┌──

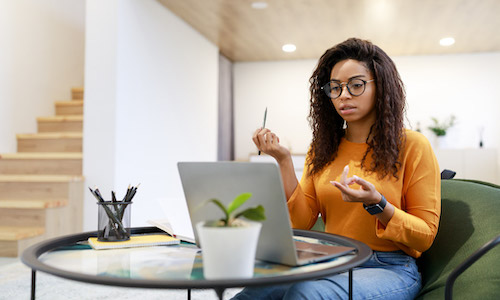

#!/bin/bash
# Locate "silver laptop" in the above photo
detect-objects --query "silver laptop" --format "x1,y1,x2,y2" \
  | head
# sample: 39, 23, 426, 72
177, 161, 355, 266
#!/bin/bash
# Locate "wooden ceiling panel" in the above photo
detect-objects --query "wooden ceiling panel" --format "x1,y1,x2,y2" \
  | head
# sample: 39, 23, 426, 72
158, 0, 500, 62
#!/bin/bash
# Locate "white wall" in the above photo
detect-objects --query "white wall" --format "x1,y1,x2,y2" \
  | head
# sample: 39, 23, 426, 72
234, 60, 315, 159
83, 0, 119, 230
0, 0, 85, 152
83, 0, 218, 231
234, 52, 500, 182
393, 53, 500, 150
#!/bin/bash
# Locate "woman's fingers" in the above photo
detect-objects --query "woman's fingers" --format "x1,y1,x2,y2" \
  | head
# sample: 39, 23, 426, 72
269, 133, 280, 147
266, 132, 274, 144
331, 181, 346, 192
252, 128, 262, 147
255, 128, 269, 148
270, 133, 281, 145
253, 128, 283, 154
331, 176, 378, 204
352, 175, 373, 191
331, 180, 355, 195
341, 165, 349, 185
260, 129, 272, 150
330, 181, 354, 202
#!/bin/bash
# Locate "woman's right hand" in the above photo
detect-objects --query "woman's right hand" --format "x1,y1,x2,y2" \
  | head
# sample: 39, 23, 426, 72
253, 128, 298, 199
252, 128, 291, 163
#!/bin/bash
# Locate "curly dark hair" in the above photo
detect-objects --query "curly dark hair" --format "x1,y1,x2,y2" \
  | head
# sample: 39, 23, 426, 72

└──

* What is required *
Your answer must be an exact copy of the records, without the pictures.

* Exercise response *
#!/bin/bash
# Locate "silver laptop" in the above photo
detect-objects --query "silver laptop" --format "x1,y1,x2,y2" \
  | head
# sample: 39, 23, 426, 72
177, 161, 355, 266
#!/bin/bash
# Locate "wooden ceiling panel" in the above photo
detect-objects --query "wooden ceiling panel" --format "x1,y1,x2,y2" \
  | head
# sample: 39, 23, 426, 72
158, 0, 500, 62
#!/bin/bash
# Locate "white wall" in the above photo
detect-objects --query "white wall" --format "x1,y1,x2,y2" \
  | head
# sample: 39, 23, 426, 72
234, 60, 315, 159
83, 0, 119, 230
0, 0, 85, 152
83, 0, 218, 231
234, 52, 500, 182
393, 53, 500, 150
#!/bin/bash
# Locate "woman's fingers" in the above photo
detect-objects --query "woman's fingers" --format "x1,y1,x2,y2" \
  | head
# sample: 39, 23, 426, 72
269, 133, 280, 147
266, 132, 274, 144
331, 181, 346, 192
252, 128, 262, 147
255, 128, 269, 148
270, 133, 281, 145
253, 128, 283, 154
331, 176, 378, 204
352, 175, 373, 191
331, 180, 355, 195
341, 165, 349, 185
260, 129, 272, 150
330, 181, 354, 202
#!/bin/bash
# Locate "woman's right hand" in the above photo
detect-objects --query "woman's right hand" --format "x1,y1,x2,y2" \
  | head
# sample: 39, 23, 426, 72
253, 128, 298, 199
252, 128, 291, 163
#!/bin/bash
# Locate "curly dark hair" in the above photo
detect-objects --query "curly dark hair" --format "x1,y1,x2,y2" \
  | head
# sample: 39, 23, 426, 72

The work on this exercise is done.